DATA TO EXAMINE:
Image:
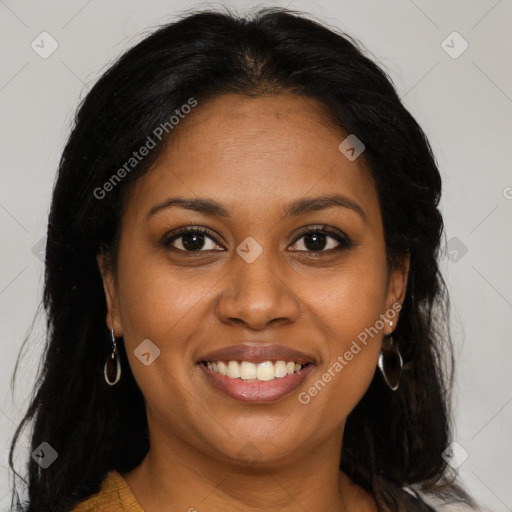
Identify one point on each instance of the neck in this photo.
(177, 476)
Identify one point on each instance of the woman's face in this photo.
(256, 279)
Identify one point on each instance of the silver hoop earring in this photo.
(112, 368)
(390, 362)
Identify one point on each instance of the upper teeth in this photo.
(261, 371)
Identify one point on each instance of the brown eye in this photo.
(322, 240)
(191, 240)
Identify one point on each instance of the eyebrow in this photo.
(295, 208)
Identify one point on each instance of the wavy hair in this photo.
(393, 441)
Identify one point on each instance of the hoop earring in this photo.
(112, 367)
(390, 362)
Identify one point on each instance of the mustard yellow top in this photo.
(114, 496)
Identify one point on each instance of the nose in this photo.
(257, 294)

AIM OF THE EXERCISE:
Everything in the records above must be repeated exactly, apart from the pictures.

WRITTEN SOLUTION:
Image:
Identify one point on each instance of the neck in this photo.
(177, 476)
Identify one point on each instance of the woman's face in this photo.
(256, 279)
Identify one point on each instance of the silver hoop earring in this photo.
(112, 368)
(390, 362)
Identify one point on each instance of the upper teeth in this photo.
(261, 371)
Identify one point on each instance of the brown eye in this photo.
(322, 240)
(191, 240)
Identify one point on each instance of the eyebrow in this photo.
(295, 208)
Identify one point on each instance of the wavy hair in this photo.
(393, 441)
Identify one point on each instance of the hoop earring in this photo.
(112, 367)
(390, 362)
Identify one point on each instance of the mustard yellow top in this photo.
(114, 496)
Identify one point on each instance of the nose in this photo.
(257, 294)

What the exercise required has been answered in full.